» STORED DATA:
## BEGIN

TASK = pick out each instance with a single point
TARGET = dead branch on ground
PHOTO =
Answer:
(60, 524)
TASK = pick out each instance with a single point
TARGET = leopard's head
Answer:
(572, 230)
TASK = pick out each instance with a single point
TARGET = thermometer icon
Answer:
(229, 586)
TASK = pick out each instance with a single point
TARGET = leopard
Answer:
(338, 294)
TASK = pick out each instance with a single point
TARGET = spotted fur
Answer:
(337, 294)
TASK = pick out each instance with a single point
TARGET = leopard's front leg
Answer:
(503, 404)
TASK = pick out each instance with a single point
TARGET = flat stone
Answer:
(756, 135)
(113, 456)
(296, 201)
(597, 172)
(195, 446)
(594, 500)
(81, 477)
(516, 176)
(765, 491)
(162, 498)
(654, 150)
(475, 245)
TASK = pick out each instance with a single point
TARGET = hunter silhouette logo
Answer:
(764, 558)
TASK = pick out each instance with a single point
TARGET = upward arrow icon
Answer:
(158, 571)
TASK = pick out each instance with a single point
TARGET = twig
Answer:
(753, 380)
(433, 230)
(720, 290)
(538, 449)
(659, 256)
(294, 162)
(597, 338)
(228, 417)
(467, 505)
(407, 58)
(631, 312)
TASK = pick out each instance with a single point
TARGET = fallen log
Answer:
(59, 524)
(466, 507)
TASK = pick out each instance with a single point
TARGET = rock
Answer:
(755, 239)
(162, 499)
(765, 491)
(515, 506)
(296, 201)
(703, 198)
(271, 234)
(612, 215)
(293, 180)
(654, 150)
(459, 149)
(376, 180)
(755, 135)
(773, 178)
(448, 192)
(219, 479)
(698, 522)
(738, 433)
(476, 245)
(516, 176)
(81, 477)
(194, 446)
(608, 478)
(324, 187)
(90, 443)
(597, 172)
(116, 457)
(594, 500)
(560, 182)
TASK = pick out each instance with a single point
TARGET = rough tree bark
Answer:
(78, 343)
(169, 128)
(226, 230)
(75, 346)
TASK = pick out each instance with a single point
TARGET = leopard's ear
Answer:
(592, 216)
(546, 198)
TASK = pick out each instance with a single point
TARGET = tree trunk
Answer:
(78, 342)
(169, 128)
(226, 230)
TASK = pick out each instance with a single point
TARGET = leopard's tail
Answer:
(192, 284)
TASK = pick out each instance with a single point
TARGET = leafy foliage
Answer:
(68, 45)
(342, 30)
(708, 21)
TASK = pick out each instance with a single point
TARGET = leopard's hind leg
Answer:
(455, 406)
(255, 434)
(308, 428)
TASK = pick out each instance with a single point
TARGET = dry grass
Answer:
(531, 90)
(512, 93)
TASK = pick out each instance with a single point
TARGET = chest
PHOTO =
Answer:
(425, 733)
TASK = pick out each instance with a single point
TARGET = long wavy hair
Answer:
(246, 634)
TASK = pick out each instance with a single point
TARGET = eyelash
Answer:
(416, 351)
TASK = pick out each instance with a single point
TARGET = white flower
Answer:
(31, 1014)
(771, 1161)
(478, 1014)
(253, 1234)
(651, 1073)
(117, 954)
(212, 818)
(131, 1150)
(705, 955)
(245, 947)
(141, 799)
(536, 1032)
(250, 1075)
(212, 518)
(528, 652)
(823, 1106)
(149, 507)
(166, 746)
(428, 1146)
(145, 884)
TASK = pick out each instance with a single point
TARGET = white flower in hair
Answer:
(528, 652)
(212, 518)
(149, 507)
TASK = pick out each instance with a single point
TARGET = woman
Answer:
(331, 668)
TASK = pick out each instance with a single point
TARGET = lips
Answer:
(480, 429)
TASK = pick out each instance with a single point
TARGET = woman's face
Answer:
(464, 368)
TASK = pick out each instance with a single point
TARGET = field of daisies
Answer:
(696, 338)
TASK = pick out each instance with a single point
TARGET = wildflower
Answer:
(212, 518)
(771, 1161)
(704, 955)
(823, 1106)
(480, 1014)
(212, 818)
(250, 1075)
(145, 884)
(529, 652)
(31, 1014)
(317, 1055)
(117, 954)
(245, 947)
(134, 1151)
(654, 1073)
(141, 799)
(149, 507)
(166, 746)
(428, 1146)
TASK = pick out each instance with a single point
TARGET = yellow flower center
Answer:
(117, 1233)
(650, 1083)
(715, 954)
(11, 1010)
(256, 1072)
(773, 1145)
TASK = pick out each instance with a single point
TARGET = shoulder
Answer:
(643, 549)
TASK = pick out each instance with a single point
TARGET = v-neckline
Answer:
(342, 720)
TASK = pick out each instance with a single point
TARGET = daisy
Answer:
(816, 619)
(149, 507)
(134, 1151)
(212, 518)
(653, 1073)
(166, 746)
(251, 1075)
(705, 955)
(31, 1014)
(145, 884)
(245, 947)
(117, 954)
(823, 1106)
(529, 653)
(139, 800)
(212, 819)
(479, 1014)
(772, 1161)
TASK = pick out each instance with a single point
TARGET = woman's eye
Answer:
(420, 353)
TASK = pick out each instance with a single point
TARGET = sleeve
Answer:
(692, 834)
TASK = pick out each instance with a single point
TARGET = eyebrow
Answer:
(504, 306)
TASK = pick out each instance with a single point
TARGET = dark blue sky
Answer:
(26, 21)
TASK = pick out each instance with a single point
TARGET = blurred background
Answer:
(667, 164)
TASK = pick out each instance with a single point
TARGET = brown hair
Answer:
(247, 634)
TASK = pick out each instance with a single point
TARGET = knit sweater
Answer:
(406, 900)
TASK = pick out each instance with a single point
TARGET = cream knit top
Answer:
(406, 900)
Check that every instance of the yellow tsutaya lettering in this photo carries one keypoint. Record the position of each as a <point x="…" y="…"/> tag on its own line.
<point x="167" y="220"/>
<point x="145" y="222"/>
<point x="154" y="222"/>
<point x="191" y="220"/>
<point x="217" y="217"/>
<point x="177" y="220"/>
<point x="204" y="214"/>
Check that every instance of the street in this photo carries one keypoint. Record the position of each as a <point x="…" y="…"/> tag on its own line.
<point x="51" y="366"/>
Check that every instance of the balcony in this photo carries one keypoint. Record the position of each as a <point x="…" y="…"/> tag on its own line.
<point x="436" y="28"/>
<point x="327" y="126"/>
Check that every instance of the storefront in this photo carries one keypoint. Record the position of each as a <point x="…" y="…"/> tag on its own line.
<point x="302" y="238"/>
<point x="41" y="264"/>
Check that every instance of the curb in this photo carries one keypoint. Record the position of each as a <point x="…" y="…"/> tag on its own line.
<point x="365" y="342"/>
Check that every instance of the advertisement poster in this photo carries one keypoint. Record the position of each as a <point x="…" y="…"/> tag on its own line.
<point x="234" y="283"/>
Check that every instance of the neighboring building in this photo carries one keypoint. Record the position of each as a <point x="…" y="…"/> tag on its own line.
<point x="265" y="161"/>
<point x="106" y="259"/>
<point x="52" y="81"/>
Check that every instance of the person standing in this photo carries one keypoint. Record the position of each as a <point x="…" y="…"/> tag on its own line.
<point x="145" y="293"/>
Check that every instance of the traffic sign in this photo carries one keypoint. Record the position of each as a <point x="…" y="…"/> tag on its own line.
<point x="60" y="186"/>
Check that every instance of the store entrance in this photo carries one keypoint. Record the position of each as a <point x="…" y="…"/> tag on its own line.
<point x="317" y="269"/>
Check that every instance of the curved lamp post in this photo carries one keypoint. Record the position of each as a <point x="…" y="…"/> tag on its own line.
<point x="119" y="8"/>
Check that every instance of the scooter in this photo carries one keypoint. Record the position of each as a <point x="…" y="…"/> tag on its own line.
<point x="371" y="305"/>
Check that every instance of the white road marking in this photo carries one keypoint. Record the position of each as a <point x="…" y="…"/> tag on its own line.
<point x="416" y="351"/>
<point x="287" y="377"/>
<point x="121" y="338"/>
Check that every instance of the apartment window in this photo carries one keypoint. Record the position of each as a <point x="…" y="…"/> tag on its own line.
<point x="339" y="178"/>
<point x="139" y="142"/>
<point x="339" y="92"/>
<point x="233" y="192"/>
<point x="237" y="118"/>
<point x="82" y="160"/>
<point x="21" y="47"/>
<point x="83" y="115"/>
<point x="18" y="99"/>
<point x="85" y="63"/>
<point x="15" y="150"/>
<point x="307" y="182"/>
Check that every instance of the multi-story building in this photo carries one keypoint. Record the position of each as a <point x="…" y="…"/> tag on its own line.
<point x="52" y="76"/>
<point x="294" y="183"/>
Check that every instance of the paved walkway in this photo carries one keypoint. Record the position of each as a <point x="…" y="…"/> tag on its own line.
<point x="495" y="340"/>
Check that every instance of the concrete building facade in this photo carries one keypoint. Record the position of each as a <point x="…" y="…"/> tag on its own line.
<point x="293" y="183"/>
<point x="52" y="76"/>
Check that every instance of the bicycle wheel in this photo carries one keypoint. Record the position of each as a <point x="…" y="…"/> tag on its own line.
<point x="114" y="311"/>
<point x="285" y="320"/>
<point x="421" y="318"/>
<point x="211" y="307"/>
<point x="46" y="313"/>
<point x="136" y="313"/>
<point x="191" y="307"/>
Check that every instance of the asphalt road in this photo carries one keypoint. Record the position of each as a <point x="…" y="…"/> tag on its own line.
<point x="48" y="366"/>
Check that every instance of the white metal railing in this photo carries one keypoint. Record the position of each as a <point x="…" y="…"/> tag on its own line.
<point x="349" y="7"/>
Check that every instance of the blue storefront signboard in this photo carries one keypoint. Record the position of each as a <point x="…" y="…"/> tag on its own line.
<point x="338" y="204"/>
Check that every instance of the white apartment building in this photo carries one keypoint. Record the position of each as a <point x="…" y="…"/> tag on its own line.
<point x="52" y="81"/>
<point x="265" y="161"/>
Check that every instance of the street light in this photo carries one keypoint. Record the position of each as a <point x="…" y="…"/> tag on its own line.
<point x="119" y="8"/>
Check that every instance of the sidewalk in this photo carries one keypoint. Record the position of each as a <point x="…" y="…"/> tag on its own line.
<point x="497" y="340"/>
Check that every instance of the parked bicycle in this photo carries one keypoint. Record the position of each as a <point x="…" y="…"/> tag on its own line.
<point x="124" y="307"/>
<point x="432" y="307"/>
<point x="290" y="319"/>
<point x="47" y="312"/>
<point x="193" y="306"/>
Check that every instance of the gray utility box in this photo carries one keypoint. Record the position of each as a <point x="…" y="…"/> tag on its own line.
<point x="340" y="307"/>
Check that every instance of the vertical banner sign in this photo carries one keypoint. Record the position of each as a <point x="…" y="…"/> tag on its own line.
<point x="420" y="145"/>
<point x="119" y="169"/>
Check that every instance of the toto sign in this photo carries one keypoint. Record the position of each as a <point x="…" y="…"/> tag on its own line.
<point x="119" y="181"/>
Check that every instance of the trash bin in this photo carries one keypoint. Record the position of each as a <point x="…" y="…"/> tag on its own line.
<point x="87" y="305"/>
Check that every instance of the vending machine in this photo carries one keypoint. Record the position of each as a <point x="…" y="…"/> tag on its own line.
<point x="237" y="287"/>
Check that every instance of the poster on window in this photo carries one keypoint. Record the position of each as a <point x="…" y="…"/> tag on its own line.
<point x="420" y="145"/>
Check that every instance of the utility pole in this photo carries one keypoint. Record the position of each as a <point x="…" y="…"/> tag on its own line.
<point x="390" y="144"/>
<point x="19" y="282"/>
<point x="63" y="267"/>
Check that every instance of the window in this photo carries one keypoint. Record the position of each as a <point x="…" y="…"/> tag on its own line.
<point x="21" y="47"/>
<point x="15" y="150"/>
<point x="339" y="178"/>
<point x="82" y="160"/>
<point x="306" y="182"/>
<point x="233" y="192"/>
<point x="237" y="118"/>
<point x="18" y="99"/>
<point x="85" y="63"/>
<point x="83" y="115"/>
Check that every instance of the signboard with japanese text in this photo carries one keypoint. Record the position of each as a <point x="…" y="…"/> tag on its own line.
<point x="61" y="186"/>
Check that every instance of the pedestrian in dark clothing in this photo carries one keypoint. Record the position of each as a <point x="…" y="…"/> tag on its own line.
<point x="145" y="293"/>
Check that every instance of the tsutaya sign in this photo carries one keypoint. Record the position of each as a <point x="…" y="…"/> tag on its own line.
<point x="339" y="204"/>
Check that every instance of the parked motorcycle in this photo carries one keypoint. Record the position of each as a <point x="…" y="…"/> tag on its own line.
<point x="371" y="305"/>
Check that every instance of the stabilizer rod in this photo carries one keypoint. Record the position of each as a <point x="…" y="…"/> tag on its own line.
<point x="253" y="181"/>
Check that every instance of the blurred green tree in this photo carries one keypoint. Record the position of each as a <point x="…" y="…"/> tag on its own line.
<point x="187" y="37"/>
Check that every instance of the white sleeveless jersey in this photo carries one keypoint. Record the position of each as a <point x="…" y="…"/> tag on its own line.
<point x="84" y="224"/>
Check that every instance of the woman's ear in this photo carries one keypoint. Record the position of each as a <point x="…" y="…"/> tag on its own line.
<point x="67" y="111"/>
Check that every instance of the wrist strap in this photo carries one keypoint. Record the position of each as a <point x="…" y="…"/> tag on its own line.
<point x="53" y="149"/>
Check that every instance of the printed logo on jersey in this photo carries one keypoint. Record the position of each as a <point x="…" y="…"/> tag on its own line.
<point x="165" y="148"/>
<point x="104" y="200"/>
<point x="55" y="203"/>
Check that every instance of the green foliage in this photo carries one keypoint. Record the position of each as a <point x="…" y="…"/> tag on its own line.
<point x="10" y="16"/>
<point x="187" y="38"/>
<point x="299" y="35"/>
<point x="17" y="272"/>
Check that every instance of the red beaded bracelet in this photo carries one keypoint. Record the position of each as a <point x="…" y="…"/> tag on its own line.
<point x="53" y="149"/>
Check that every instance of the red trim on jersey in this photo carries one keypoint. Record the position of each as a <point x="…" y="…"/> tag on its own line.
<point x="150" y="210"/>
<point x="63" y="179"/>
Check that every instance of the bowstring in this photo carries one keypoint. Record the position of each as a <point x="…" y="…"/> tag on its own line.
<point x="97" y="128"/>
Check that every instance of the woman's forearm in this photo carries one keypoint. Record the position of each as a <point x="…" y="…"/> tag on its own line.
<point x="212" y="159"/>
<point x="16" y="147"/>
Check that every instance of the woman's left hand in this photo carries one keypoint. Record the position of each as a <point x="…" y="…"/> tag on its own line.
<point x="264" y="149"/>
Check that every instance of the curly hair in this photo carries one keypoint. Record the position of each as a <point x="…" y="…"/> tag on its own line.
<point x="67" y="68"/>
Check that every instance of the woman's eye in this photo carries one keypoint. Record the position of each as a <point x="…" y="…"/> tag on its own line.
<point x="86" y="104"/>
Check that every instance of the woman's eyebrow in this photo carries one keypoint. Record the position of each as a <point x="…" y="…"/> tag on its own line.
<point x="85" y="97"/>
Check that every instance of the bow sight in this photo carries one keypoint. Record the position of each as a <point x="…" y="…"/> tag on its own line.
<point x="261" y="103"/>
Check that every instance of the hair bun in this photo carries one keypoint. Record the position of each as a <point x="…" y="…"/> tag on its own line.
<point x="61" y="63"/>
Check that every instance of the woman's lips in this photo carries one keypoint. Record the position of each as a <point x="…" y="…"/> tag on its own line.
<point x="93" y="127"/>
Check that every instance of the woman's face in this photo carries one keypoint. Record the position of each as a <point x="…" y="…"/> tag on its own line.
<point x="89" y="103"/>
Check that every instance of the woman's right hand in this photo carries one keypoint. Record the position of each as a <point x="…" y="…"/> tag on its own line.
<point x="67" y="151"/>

## END

In the entries above, take the line containing "Check that every instance of the curly" and each later line through the last, and repeat them exactly. Output nothing else.

Check that every instance of the curly hair in this photo carries one keypoint. Record the position of each as a <point x="…" y="…"/> tag on its own line.
<point x="67" y="68"/>
Check that every instance of the woman's eye in this photo carries one keypoint. Record the position of each as a <point x="…" y="…"/> tag on its own line.
<point x="86" y="104"/>
Check that every instance of the woman's eyebrow in this photo carries one keypoint. Record the position of each as a <point x="…" y="…"/> tag on its own line.
<point x="85" y="97"/>
Check that every instance of the bow sight in this photo carries one keypoint. Record the position of each as a <point x="…" y="…"/> tag on its own line.
<point x="261" y="103"/>
Check that every instance of the hair bun in this photo carries one keypoint. Record the position of each as a <point x="…" y="…"/> tag on its own line.
<point x="61" y="63"/>
Check that every instance of the woman's lips in this photo carries one keypoint. Record the position of each as a <point x="…" y="…"/> tag on its own line.
<point x="93" y="127"/>
Check that every instance of the woman's face in this photo carries one keypoint. Record the position of each as a <point x="…" y="…"/> tag on its own line.
<point x="89" y="103"/>
Check that every instance of the woman's right hand in this photo carries one keypoint. Record the position of each as a <point x="…" y="…"/> tag on its own line.
<point x="67" y="151"/>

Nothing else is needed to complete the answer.